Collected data

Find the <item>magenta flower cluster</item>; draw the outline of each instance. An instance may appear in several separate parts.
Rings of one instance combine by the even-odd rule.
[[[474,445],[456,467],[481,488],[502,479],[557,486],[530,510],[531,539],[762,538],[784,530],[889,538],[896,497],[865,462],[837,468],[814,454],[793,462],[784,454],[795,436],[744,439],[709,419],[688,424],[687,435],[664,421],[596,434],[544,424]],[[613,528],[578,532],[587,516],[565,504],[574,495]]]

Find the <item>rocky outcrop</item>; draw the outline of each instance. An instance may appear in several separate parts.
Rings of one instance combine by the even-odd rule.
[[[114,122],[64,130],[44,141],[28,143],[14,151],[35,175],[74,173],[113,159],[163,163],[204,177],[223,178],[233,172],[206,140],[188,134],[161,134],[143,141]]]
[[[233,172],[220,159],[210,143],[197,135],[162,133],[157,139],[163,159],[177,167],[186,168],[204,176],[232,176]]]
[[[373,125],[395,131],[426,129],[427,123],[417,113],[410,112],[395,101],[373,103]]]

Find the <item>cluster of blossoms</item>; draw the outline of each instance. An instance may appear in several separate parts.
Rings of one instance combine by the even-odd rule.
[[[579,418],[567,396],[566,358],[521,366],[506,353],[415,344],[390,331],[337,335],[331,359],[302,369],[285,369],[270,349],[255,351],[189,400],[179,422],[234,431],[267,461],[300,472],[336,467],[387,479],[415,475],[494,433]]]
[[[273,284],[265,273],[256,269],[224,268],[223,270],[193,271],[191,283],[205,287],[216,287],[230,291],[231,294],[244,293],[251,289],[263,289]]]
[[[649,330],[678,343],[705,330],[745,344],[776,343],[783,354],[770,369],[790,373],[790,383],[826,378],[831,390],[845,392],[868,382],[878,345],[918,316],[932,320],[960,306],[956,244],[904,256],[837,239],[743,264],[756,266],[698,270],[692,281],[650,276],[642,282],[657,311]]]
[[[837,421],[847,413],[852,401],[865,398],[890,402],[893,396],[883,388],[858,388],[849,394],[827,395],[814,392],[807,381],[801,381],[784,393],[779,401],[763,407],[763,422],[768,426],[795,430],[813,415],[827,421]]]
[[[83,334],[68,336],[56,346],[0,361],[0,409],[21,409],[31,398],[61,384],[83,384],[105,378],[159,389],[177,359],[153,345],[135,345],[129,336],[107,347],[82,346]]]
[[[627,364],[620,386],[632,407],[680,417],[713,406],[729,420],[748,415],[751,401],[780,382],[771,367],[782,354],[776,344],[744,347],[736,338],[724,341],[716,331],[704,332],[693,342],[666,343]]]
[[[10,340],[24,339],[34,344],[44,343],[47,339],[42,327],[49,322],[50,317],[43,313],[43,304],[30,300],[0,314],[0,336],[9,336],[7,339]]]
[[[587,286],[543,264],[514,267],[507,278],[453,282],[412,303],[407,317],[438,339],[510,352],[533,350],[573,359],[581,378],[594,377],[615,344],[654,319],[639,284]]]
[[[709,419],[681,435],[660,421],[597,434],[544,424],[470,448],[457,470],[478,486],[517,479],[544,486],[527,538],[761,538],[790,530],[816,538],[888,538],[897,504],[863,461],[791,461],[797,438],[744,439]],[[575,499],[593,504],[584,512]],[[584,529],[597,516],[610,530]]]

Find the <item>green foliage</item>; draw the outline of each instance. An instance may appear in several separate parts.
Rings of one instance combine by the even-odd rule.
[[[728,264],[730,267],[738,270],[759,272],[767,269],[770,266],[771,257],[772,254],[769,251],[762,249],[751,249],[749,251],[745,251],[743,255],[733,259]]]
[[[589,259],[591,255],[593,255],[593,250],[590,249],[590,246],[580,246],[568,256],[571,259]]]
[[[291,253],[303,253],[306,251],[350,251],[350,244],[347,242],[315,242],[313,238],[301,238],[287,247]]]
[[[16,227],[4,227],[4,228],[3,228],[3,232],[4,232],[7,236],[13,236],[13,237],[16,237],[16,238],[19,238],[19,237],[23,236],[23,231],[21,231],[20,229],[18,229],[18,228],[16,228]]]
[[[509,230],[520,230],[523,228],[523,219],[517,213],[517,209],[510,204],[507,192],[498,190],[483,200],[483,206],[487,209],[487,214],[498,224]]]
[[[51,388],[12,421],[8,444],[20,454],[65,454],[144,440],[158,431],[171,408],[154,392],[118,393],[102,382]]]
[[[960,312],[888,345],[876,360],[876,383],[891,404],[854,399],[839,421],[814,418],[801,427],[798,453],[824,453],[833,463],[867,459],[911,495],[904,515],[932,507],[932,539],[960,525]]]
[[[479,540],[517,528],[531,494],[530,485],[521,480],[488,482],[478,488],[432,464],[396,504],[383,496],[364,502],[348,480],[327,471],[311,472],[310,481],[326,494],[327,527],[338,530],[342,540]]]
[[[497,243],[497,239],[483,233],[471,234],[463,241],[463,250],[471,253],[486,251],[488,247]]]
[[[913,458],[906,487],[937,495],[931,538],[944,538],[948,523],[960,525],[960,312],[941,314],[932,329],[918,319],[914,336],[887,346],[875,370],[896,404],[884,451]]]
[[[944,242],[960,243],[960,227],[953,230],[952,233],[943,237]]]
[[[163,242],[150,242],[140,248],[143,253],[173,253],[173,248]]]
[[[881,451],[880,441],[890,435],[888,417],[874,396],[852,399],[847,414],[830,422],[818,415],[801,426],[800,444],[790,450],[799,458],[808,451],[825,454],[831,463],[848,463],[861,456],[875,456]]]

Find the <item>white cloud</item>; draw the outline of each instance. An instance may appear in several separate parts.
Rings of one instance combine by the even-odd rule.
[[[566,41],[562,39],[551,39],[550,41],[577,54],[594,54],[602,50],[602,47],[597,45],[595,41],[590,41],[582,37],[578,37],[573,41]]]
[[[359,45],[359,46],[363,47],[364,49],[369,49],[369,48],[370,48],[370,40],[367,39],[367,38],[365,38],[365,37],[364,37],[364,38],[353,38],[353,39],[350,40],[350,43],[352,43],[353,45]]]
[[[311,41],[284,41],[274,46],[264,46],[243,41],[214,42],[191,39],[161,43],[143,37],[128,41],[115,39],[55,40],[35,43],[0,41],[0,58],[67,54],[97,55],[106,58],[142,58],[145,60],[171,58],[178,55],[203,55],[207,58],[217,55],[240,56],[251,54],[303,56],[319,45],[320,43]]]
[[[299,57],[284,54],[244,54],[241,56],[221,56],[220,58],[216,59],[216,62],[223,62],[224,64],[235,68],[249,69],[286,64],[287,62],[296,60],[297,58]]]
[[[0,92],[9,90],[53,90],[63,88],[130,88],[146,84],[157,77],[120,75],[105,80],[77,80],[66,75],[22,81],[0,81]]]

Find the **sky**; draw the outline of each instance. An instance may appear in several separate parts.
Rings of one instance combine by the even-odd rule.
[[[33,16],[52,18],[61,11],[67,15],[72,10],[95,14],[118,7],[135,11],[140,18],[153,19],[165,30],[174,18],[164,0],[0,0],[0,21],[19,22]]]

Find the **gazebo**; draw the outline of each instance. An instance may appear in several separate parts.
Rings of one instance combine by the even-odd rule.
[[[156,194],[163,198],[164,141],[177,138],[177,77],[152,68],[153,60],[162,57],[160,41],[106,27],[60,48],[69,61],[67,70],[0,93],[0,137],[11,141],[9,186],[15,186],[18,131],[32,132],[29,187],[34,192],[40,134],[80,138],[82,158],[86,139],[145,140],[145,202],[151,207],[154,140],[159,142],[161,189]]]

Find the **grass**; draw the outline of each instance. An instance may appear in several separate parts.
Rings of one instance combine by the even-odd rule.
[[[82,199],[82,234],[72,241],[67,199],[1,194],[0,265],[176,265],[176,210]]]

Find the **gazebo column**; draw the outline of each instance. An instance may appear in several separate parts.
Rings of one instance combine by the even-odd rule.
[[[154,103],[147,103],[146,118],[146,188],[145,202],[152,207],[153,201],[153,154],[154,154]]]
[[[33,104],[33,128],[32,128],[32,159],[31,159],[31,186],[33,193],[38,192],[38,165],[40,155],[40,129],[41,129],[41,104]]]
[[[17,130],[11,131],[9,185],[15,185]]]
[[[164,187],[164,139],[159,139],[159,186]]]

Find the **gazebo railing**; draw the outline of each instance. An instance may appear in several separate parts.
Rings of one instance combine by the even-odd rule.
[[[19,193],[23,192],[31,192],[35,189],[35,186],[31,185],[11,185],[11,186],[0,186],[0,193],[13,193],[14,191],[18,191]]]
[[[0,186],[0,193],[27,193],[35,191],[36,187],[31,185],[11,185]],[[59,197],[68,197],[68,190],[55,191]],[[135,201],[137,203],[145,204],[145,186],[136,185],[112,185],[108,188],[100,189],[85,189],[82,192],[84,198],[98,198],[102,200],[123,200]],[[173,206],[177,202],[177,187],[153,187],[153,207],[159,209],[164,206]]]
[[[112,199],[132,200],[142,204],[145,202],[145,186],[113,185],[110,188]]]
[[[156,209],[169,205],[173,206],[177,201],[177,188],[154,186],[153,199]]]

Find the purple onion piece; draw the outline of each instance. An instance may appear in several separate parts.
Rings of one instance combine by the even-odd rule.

- _Task_
All lines above with the word "cluster" need to be reported.

- _Solution below_
Find the <item>magenta flower cluster</item>; draw the outline of each instance. An instance may appear in several separate parts.
Find the <item>cluster of blossoms</item>; draw the outline of each instance. An instance may appear in several separate parts.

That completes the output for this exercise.